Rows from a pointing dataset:
# # # # # # #
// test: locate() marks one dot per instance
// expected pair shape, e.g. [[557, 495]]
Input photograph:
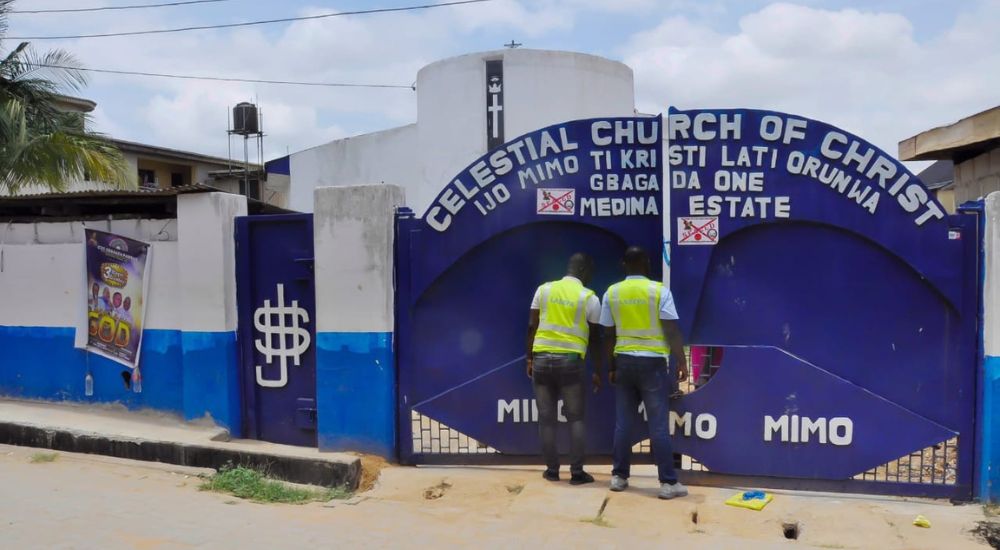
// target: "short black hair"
[[580, 262], [635, 256]]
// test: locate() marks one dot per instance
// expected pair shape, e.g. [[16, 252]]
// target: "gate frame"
[[966, 474]]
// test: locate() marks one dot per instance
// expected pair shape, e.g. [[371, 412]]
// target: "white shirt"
[[668, 311], [593, 304]]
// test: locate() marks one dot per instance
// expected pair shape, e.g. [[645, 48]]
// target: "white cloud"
[[866, 72]]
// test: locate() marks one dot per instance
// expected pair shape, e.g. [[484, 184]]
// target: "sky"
[[882, 69]]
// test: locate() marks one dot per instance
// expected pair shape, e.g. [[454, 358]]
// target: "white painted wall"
[[43, 285], [541, 88], [389, 156], [206, 256], [353, 228]]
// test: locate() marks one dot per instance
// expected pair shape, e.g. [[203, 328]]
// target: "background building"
[[465, 106], [972, 144], [161, 168]]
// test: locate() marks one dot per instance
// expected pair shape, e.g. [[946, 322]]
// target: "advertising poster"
[[116, 291]]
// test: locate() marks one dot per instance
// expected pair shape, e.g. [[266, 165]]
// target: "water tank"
[[245, 119]]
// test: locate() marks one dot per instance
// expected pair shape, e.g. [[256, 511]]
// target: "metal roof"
[[110, 192]]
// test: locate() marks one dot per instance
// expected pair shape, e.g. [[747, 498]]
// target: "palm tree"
[[39, 143]]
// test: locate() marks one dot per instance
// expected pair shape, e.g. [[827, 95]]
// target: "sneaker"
[[668, 491], [581, 478], [619, 484]]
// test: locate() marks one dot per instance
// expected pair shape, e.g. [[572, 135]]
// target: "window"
[[147, 179]]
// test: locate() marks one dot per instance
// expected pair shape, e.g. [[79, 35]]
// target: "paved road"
[[81, 501]]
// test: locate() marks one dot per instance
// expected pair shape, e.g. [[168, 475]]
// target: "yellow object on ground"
[[753, 500]]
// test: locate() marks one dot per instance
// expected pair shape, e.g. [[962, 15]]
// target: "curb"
[[288, 468]]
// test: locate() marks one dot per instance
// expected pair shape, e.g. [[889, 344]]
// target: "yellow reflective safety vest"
[[635, 304], [562, 317]]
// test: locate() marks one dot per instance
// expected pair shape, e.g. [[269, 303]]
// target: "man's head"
[[636, 261], [580, 266]]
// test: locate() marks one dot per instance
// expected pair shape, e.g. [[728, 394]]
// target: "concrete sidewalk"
[[146, 435]]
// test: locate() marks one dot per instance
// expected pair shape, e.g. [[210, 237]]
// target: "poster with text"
[[116, 291]]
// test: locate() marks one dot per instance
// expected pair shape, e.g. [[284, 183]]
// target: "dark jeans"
[[650, 380], [554, 376]]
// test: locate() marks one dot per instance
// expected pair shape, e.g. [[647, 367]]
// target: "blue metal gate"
[[466, 273], [851, 295], [276, 302], [846, 328]]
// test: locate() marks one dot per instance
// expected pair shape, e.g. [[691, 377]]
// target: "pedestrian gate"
[[276, 303]]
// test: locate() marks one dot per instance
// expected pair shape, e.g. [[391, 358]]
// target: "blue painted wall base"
[[185, 373], [989, 459], [356, 392], [212, 379]]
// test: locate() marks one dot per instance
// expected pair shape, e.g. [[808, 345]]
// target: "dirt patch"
[[371, 468], [989, 532]]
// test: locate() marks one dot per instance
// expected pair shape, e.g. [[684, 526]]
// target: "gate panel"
[[853, 292], [468, 269], [276, 302]]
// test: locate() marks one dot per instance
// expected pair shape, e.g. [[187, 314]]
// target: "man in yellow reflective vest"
[[640, 331], [559, 327]]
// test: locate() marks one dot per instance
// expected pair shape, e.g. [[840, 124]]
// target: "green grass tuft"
[[39, 458], [598, 521], [253, 485]]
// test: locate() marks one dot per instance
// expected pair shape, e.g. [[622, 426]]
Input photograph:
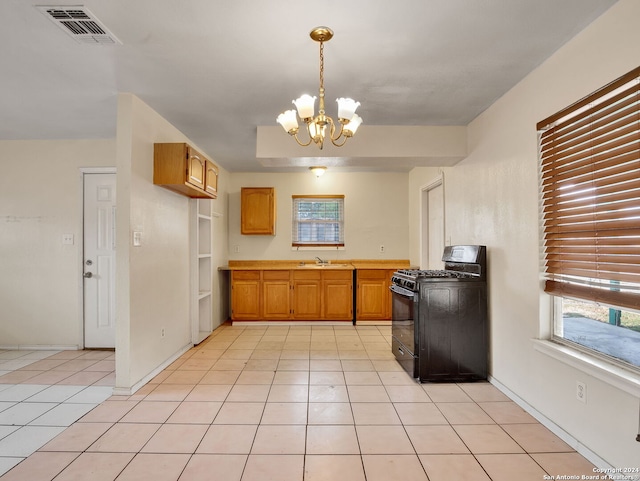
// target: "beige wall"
[[40, 200], [153, 279], [492, 198], [375, 214]]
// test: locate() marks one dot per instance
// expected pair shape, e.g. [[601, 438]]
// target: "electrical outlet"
[[581, 392]]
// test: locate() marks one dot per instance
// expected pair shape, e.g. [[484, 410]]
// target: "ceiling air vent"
[[79, 23]]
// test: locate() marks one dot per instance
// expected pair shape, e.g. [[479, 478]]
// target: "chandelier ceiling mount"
[[348, 120]]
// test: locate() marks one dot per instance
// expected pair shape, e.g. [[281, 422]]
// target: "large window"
[[318, 221], [590, 201]]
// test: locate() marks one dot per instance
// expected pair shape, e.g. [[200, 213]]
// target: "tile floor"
[[281, 403], [44, 392]]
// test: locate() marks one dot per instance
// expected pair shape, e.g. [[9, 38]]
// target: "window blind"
[[590, 192], [318, 220]]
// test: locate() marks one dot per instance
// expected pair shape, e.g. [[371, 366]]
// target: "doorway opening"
[[432, 238]]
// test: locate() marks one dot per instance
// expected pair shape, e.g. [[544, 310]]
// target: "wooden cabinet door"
[[257, 211], [373, 295], [337, 300], [211, 179], [306, 295], [245, 295], [337, 295], [276, 295], [196, 168]]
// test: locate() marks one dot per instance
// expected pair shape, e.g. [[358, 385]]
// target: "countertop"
[[342, 264]]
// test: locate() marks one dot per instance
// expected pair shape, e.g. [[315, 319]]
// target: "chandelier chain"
[[321, 64]]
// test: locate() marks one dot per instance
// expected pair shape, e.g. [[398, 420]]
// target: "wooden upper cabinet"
[[211, 179], [258, 211], [182, 169]]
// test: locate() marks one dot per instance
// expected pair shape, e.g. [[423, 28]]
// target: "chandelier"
[[348, 120]]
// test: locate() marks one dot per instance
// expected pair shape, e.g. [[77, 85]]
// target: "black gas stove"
[[439, 317]]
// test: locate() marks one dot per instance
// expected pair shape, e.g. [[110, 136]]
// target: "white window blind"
[[318, 220]]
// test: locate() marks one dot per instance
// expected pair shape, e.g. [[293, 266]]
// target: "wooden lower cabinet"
[[373, 297], [337, 295], [245, 295], [276, 295], [307, 295], [302, 295]]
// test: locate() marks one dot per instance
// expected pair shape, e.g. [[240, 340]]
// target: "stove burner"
[[431, 273]]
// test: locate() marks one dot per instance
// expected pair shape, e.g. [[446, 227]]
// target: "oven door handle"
[[401, 291]]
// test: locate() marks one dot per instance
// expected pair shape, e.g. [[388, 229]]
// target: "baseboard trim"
[[124, 391], [40, 347]]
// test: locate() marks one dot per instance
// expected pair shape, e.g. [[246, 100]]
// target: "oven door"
[[402, 317]]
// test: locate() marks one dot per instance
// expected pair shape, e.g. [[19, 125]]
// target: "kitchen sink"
[[324, 266]]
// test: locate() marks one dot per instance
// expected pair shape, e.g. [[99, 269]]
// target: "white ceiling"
[[218, 69]]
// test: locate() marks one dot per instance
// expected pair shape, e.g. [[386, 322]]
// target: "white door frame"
[[80, 237], [424, 221]]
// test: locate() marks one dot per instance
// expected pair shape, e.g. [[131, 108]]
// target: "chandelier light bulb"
[[346, 108], [318, 171], [288, 121]]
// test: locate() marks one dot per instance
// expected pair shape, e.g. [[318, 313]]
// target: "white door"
[[99, 260], [432, 226]]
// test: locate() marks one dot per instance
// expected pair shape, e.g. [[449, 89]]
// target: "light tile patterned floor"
[[43, 392], [293, 403]]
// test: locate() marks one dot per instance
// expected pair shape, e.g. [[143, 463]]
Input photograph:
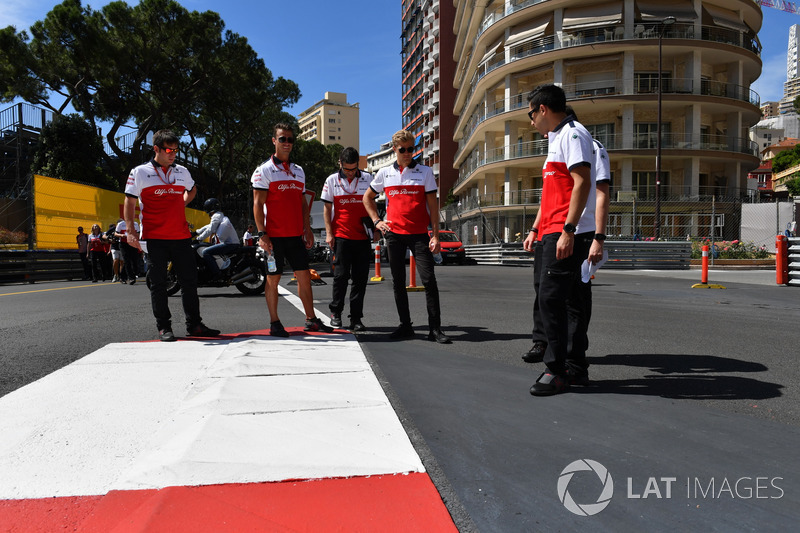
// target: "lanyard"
[[355, 187]]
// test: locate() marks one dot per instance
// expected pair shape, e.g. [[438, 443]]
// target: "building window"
[[647, 82], [604, 133]]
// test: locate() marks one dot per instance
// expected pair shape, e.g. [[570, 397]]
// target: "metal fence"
[[497, 218]]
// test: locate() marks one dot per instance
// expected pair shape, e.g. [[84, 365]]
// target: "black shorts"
[[291, 249]]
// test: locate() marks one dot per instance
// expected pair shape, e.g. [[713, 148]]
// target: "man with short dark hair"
[[411, 207], [163, 189], [567, 181], [282, 217], [348, 234]]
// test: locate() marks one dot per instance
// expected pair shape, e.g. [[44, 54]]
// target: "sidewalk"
[[244, 432]]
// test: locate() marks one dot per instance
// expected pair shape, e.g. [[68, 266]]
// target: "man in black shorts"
[[284, 227]]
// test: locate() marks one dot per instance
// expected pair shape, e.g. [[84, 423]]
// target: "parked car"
[[452, 249]]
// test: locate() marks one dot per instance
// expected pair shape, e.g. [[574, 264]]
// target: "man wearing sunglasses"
[[566, 185], [348, 233], [411, 207], [284, 227], [163, 189]]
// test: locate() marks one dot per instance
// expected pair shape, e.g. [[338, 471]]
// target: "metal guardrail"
[[627, 255], [30, 266]]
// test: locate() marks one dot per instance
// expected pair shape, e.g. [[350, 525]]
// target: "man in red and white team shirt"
[[411, 207], [284, 227], [567, 179], [349, 232], [163, 189]]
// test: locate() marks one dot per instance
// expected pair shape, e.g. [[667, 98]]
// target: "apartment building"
[[428, 93], [606, 56], [331, 121]]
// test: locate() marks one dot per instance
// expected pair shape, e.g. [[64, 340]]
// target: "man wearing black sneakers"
[[411, 206], [162, 190], [567, 183], [348, 236], [282, 217]]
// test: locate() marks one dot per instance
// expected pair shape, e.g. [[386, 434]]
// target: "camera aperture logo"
[[585, 509]]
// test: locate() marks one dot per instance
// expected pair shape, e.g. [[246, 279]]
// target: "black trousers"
# # # # # # #
* _Requirements_:
Put the listing lines from the start through the line containing "[[966, 474]]" into a Markdown table with the columns Row and Line, skipping blank lines and leaving out the pictures.

* _Task answer_:
| Row | Line |
|---|---|
| 1 | // test: locate() marks one dot per instance |
| 2 | // expected pair shape, e.g. [[557, 495]] |
| 3 | Input photograph: |
| 4 | // target: "short black hair" |
| 5 | [[580, 262], [635, 256]] |
| 6 | // test: locate() marks one dot per instance |
| 7 | // expected pair shape, e.g. [[16, 252]] |
| 8 | // target: "gate frame" |
| 9 | [[966, 474]] |